- Dataset excerpts on object pointing
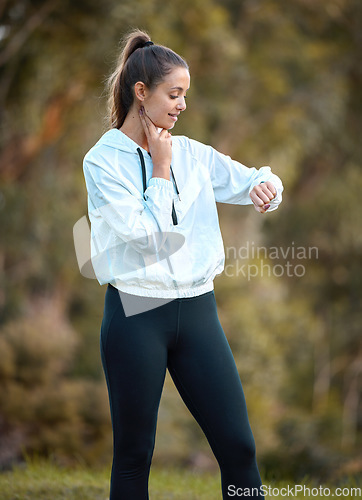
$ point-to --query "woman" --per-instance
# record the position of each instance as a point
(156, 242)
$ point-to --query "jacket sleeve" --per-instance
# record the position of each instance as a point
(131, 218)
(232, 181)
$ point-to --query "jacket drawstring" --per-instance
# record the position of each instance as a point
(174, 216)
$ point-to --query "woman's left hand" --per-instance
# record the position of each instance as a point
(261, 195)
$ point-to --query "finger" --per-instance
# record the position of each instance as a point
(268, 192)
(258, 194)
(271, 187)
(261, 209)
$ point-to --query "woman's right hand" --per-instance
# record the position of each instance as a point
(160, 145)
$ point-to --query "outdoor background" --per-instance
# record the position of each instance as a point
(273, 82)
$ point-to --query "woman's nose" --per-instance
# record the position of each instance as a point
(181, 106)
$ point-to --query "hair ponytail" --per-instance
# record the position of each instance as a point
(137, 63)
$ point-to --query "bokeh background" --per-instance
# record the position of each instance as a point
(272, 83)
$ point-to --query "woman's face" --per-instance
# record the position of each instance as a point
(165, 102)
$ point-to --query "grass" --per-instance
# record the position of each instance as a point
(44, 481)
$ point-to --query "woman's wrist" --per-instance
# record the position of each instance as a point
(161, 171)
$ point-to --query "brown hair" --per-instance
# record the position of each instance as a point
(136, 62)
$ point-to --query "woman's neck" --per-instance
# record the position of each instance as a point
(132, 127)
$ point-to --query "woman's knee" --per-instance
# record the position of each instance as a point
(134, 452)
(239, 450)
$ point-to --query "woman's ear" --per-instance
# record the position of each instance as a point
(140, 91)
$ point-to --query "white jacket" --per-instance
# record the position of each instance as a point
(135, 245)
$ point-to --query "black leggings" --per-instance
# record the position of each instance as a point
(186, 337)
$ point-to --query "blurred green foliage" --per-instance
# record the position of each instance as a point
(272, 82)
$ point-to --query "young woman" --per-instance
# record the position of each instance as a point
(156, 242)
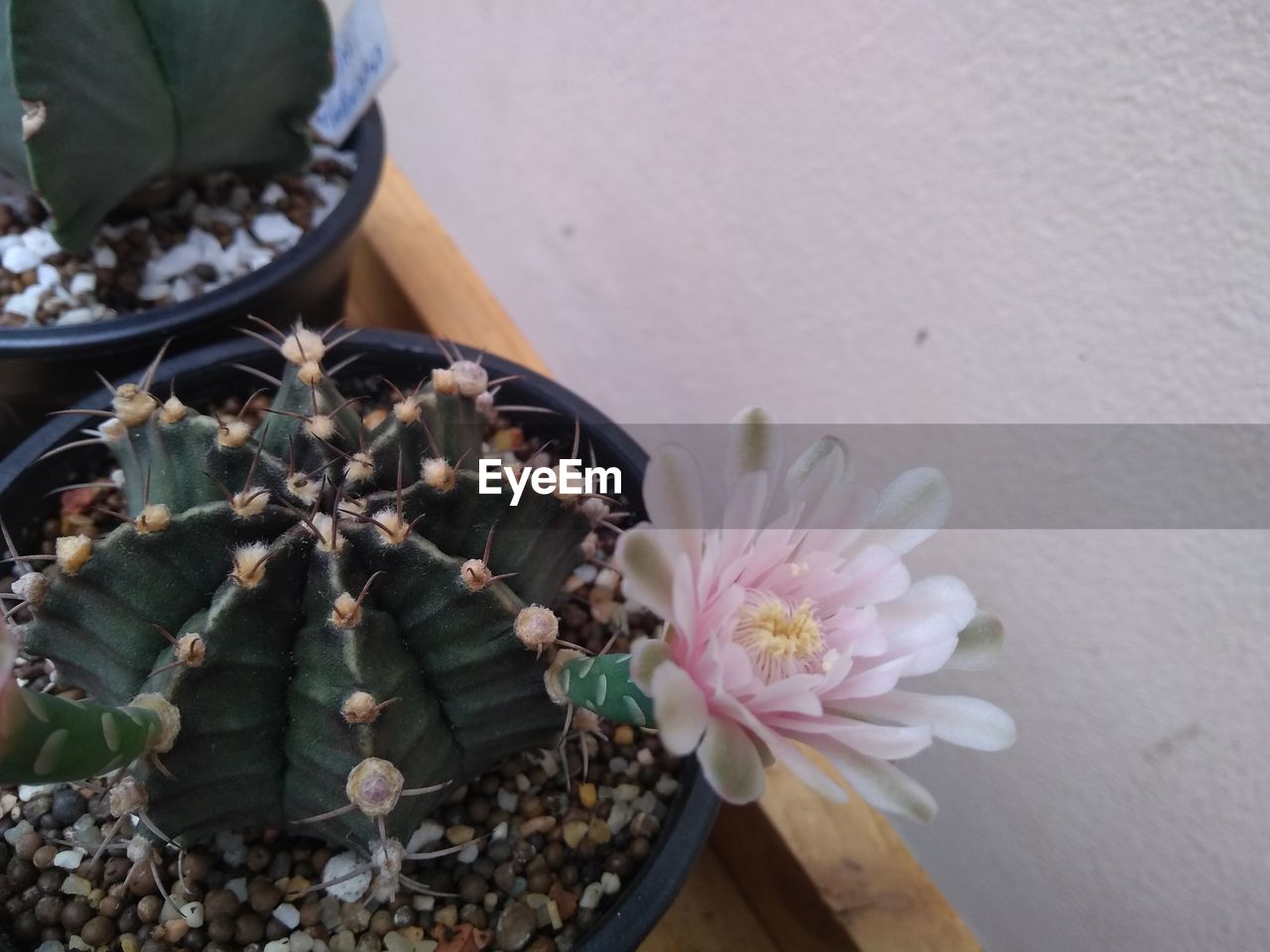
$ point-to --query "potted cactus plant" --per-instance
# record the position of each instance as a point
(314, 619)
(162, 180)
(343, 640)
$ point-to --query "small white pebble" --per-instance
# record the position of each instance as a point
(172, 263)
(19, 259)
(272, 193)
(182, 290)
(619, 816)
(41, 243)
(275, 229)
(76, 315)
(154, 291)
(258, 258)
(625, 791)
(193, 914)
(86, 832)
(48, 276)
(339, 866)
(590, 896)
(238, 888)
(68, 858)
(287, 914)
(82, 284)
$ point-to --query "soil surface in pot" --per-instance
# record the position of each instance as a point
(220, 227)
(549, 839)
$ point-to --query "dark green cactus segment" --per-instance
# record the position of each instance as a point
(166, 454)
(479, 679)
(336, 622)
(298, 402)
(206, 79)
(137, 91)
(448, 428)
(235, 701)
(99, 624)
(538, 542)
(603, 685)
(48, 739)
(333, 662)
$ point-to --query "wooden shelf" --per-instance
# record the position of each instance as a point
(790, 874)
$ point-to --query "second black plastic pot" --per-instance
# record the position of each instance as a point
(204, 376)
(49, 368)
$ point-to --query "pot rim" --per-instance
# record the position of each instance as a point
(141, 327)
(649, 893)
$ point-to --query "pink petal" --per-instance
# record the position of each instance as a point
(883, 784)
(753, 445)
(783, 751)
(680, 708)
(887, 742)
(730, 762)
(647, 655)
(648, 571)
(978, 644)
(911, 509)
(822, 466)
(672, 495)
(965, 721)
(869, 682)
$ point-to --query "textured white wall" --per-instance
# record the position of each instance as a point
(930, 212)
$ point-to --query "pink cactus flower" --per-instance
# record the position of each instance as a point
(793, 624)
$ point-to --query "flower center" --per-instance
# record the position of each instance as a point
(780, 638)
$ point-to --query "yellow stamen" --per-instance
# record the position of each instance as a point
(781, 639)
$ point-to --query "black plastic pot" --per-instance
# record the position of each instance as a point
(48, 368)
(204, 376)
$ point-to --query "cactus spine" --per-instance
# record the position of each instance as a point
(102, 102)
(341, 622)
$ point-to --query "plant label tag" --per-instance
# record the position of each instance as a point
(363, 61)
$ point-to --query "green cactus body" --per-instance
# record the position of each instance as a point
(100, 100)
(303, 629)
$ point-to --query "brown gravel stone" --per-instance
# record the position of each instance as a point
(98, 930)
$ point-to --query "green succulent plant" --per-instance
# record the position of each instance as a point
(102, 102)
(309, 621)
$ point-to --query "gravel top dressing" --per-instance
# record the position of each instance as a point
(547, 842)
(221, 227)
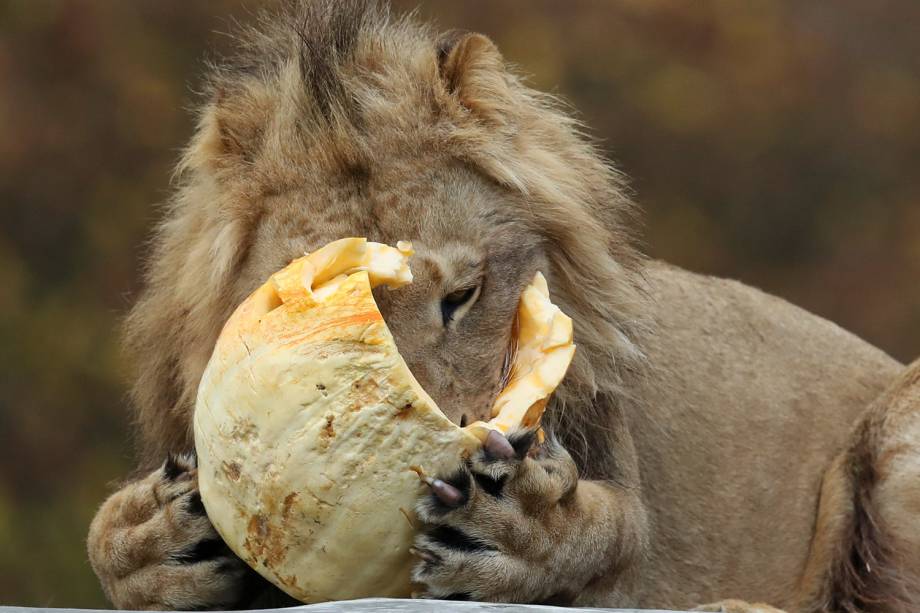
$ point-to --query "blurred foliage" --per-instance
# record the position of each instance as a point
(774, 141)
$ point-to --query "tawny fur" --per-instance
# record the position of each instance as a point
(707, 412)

- TASK OBJECTIVE
Reproduce every line exactly and omit all pictures.

- RESULT OF THE EXERCISE
$ point-to --query "woman" --per-instance
# record the position of each instance as a point
(156, 242)
$ point-to --query "jacket sleeve" --per-instance
# record the position of each instance as a point
(131, 218)
(232, 181)
$ point-to --query "jacket drawstring" --per-instance
# record the position of each instance as a point
(174, 216)
$ point-to --query "woman's left hand" --per-instance
# record the position of each instance as a point
(261, 195)
$ point-to --query "finger" --per-instance
# record the position of each instance as a point
(268, 192)
(258, 194)
(271, 187)
(261, 209)
$ point-to --query "woman's right hand" --per-instance
# record the position of each instance as a point
(160, 145)
$ point-to --query "outdoor background" --per-instance
# record the position of each instance as a point
(273, 82)
$ point-to --query "woman's nose" --per-instance
# record the position of each instance as a point
(181, 106)
$ point-to --query "hair ponytail" --per-instance
# record the position of each instance as a point
(137, 63)
$ point-to --query "bokeh background" --per-instance
# record the position of each instance as a point
(272, 83)
$ point-to --query "woman's face" --per-instance
# record the position of each instance as a point
(165, 102)
$ point-to --query "grass" --per-instance
# record the position of each instance as a point
(44, 481)
$ point-to --query "woman's wrist" --per-instance
# record the position of each instance as a point
(161, 171)
$ point-to --query "brown hair" --per-instance
# record the position of each instance as a point
(136, 62)
$ point-to --query "woman's neck" --per-instance
# record the position of each instance as a point
(132, 127)
$ point-to --query "woman's knee" --per-instance
# record the position of each instance as a point
(134, 452)
(239, 450)
$ point-to --query "woman's ear" --per-instance
# record the position of each instance as a point
(140, 91)
$ point-to --query "white jacket" --per-instance
# record the position of each instance as a point
(135, 245)
$ point-to --query "black leggings" --per-instance
# record the position of each instance as a point
(186, 337)
$ point-to --query "blurred green foliage" --per-instance
# record the position of each instance as a point
(272, 82)
$ point-to --query "young woman" --per-instance
# record the position of each instance as a point
(156, 242)
$ point-to --query "potted cactus plant" --per-instance
# record the position of each instance as a point
(314, 619)
(162, 180)
(343, 640)
$ point-to --query "small white pebble" --per-instance
# record the position of each instance as a point
(172, 263)
(19, 259)
(272, 193)
(182, 290)
(619, 816)
(41, 243)
(275, 229)
(76, 315)
(154, 291)
(258, 258)
(625, 791)
(193, 914)
(86, 832)
(48, 276)
(339, 866)
(590, 896)
(238, 888)
(68, 858)
(287, 914)
(82, 284)
$ point-to --query "soil surface in pot" --per-instance
# record the position of each instance as a point
(220, 227)
(549, 839)
$ point-to --query "dark green cactus segment" --per-instance
# record the position of each instance as a point
(166, 454)
(479, 679)
(336, 622)
(298, 402)
(206, 79)
(137, 91)
(448, 428)
(235, 701)
(99, 624)
(538, 542)
(603, 685)
(48, 739)
(333, 662)
$ point-to --query "wooden shelf" --per-instance
# record the position of each instance as a point
(790, 874)
$ point-to --query "second black plastic pot" --per-instance
# record the position of each instance as a point
(204, 376)
(49, 368)
$ point-to --query "pot rim" --per-instance
# record the position of each instance as a point
(141, 327)
(649, 893)
$ point-to --query "pink petal" --per-instance
# record the position of each instance as a point
(883, 784)
(753, 445)
(783, 751)
(680, 708)
(887, 742)
(730, 762)
(647, 655)
(648, 571)
(978, 644)
(911, 509)
(822, 466)
(672, 495)
(965, 721)
(869, 682)
$ point-to --query "textured white wall" --per-instance
# record the position of each instance as a point
(930, 212)
$ point-to --query "pink cactus flower" --per-instance
# record the position of each instance as a point
(793, 624)
$ point-to --query "flower center" --per-instance
# record the position of each instance as a point
(780, 638)
$ point-to --query "yellow stamen" --per-instance
# record the position of each instance as a point
(781, 639)
$ point-to --query "black plastic pot" --per-instance
# record the position of each instance as a point
(48, 368)
(204, 376)
$ point-to --query "cactus spine" --per-instance
# record the position of each instance as a point
(102, 102)
(341, 622)
$ point-to --query "plant label tag" --per-instance
# record the position of each instance as a point
(363, 61)
$ point-to --query "green cactus body" --per-instance
# record the position of each instance as a point
(100, 100)
(303, 629)
$ point-to --query "brown gravel stone" --per-instance
# record the position of each instance as a point
(98, 930)
$ point-to --query "green succulent plant" --per-instance
# record the position of each instance as a point
(102, 102)
(309, 621)
$ point-to --query "gravel top dressing" --per-instance
# record the position of each instance as a point
(547, 842)
(221, 227)
$ point-to --query "blurred foliage" --per-instance
# record the position of each instance as a point
(774, 141)
$ point-to --query "tawny fur" --per-instance
# record the position of each instance as a point
(707, 412)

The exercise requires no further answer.